Enunciado escrito 1:
Responde con base en el fragmento sobre Natalia Ginzburg:
(a) ¿En qué ciudad y en qué año nació?
(b) ¿Con quién se casó la primera vez?
(c) Según el último párrafo, ¿con qué tono representó las nuevas formas de sensibilidad heredadas por la segunda gran guerra?
Enunciado escrito 2: Imprime el tramo del fragmento sobre Natalia Ginzburg que va desde "Natalia Ginzburg: la" hasta "instrumentos de trabajo.", sin alterar nada.

Fragmento:

Luis Guillermo Ibarra

Natalia Ginzburg: la hazaña de lo elemental

La memoria puede ser también la hazaña de lo elemental. Un cobijo en el que las palabras y las cosas se desempolvan y cambian su rostro. Ese lugar en donde la guerra amortigua su dolor en las más recónditas verdades y en las más necesarias mentiras. Natalia Ginzburg supo de esto y de más. Encontró en la escritura los instrumentos exactos para rehabitar de nuevo esa Italia inestable, envuelta “entre esperanzas y nostalgias”,  “entre una multitud de memorias y sombras”. Supo del legado de un derrumbe. Ahí buscó de manera incansable las certezas y la fe arrancadas en los abismos de la historia, además de esa ciudad perdida de la que sólo encontró escombros y una angustia que se convertiría, como en el poema de Borges, en uno más de sus instrumentos de trabajo.

Nació en Palermo en 1916. Vivió en medio de una efervescencia cultural y editorial italiana. Participó desde muy joven en las corrientes ideológicas progresistas y antifascistas. Hija de un maestro universitario y de una abogada socialista, se casó en dos ocasiones: la primera con el editor Leone Ginzburg; la segunda con el maestro universitario Gabriele Baldini. Fue amiga de Cesare Pavese y Carlo Levi, padeció en carne propia la persecución judía durante la segunda guerra, en donde sería asesinado su primer esposo. La última parte de su vida participaría activamente en política, llegando al parlamento italiano. Moriría en Roma en 1991. Palermo, Turín y Roma serían las constantes escalas en esa búsqueda de la felicidad humana; búsqueda que sería, desde un principio, uno de los temas esenciales de sus novelas, como bien lo muestra la primera de ellas El camino que va a la ciudad (1942).

En ese mundo alimentado por personajes que solventan su necesidad de vivir por medio de la huida constante, encontraríamos las diversas tonalidades de la infelicidad, del desencanto y las nuevas formas de sensibilidad heredadas por la segunda gran guerra; formas que supo representar Ginzburg con un tono humorístico de una claridad e inteligencia casi montaigniana.

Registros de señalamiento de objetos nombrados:
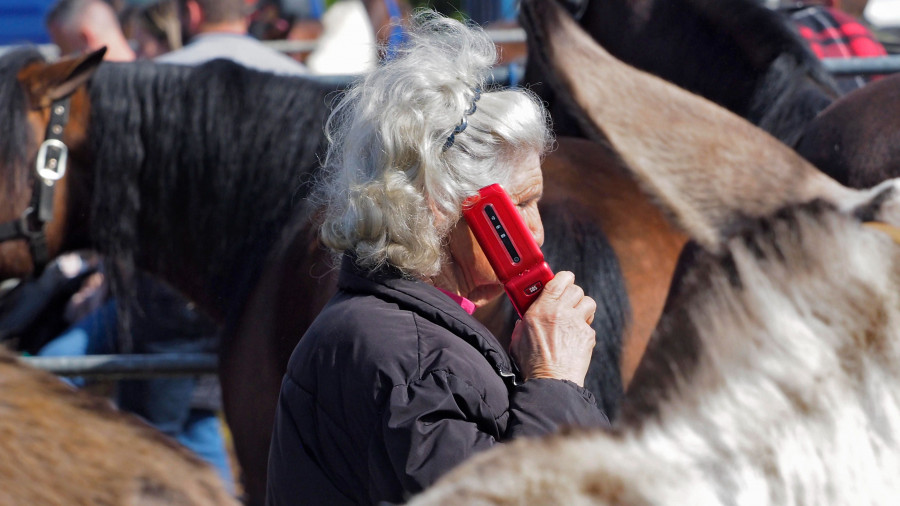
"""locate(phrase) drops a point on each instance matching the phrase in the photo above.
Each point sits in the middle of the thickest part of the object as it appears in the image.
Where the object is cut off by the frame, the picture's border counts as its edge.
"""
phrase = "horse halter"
(50, 168)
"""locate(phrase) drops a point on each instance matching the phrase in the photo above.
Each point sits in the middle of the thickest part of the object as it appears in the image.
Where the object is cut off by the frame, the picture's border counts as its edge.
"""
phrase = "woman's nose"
(537, 231)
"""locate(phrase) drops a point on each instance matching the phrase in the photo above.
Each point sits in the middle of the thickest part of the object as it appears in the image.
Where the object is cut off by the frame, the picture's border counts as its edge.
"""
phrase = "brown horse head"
(39, 88)
(702, 164)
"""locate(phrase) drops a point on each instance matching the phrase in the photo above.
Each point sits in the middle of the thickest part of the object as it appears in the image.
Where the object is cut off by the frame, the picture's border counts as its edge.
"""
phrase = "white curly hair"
(392, 192)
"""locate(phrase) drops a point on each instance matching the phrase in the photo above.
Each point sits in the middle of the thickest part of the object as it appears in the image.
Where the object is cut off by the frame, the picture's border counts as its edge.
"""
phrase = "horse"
(790, 397)
(106, 456)
(772, 375)
(854, 140)
(198, 176)
(739, 54)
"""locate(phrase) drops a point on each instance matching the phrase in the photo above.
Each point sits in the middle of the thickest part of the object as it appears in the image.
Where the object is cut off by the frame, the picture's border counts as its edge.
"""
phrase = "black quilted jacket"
(391, 387)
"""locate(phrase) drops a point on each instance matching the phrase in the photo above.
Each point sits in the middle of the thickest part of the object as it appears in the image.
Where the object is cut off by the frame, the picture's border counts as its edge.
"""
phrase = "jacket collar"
(429, 303)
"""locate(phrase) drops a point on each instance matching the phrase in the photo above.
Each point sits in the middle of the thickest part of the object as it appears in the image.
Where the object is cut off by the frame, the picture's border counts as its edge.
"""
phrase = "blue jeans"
(165, 403)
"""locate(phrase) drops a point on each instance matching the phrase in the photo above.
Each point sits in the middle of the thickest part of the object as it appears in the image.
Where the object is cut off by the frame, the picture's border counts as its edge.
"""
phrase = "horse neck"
(198, 194)
(773, 79)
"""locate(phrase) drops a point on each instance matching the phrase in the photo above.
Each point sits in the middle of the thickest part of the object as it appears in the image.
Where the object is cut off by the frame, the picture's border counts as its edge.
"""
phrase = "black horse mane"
(193, 160)
(580, 246)
(737, 53)
(15, 133)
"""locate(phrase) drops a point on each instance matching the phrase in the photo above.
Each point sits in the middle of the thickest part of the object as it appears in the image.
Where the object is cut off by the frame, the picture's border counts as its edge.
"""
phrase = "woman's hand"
(554, 339)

Respuesta final 1:
(a) En Palermo, en 1916.
(b) Con el editor Leone Ginzburg.
(c) Con un tono humorístico de una claridad e inteligencia casi montaigniana.

Respuesta final 2:
Natalia Ginzburg: la hazaña de lo elemental

La memoria puede ser también la hazaña de lo elemental. Un cobijo en el que las palabras y las cosas se desempolvan y cambian su rostro. Ese lugar en donde la guerra amortigua su dolor en las más recónditas verdades y en las más necesarias mentiras. Natalia Ginzburg supo de esto y de más. Encontró en la escritura los instrumentos exactos para rehabitar de nuevo esa Italia inestable, envuelta “entre esperanzas y nostalgias”,  “entre una multitud de memorias y sombras”. Supo del legado de un derrumbe. Ahí buscó de manera incansable las certezas y la fe arrancadas en los abismos de la historia, además de esa ciudad perdida de la que sólo encontró escombros y una angustia que se convertiría, como en el poema de Borges, en uno más de sus instrumentos de trabajo.